» Data records:
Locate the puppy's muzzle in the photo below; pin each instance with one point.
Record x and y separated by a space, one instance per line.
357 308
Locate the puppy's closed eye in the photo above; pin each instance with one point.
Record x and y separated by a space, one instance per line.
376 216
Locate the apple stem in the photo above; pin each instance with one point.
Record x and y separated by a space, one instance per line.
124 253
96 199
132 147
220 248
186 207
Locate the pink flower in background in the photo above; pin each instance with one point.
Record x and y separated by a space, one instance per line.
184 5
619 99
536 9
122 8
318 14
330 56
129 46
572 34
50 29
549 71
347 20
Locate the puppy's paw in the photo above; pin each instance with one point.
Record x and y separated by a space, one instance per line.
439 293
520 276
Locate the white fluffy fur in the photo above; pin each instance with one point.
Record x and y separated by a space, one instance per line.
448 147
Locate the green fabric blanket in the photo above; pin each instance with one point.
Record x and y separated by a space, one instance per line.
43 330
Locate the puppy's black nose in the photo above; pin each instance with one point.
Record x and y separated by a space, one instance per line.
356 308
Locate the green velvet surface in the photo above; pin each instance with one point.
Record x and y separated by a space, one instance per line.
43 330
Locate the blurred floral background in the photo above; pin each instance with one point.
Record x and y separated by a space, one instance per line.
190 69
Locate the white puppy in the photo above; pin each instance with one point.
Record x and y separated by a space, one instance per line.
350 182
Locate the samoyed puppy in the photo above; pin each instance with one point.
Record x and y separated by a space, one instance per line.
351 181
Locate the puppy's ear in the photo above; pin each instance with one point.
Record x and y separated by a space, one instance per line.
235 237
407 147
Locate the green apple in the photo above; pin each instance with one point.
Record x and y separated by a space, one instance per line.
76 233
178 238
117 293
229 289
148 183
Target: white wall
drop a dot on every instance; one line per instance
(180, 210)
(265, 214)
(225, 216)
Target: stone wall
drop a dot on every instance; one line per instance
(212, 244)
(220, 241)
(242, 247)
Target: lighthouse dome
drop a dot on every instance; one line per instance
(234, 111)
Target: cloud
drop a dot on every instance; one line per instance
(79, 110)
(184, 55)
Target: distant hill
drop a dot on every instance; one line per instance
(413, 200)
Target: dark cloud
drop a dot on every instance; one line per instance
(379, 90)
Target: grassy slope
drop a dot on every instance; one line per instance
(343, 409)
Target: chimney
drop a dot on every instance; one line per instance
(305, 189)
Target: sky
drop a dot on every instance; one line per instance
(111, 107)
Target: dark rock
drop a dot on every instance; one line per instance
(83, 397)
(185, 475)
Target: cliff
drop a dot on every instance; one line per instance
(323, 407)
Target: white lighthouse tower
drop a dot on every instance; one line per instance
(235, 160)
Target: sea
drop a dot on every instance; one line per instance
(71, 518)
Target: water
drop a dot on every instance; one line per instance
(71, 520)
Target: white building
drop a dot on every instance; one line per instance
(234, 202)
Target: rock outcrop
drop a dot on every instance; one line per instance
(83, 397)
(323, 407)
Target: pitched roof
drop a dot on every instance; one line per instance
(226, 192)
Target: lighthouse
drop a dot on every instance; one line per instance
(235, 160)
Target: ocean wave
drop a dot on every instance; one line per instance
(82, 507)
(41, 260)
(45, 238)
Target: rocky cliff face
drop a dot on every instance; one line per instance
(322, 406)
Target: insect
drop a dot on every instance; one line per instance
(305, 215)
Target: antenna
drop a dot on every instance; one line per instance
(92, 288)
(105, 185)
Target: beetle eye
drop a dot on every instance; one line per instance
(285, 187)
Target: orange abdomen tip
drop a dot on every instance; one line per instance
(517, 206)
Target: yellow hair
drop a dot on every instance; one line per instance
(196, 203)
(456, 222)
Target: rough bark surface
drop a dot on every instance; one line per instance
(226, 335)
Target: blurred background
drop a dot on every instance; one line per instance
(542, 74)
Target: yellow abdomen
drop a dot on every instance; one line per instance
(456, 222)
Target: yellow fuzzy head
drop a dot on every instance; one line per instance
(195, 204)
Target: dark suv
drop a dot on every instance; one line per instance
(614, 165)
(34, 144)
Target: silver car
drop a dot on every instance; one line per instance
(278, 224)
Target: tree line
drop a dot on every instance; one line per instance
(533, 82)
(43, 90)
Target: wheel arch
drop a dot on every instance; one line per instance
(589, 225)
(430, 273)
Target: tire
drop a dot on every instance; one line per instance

» Your objective: Return exactly the lines from the line bearing "Target: tire" to the end of the records, inclusive of both; include no other lines.

» Finished exercise:
Target: tire
drop a dot on every instance; one line per instance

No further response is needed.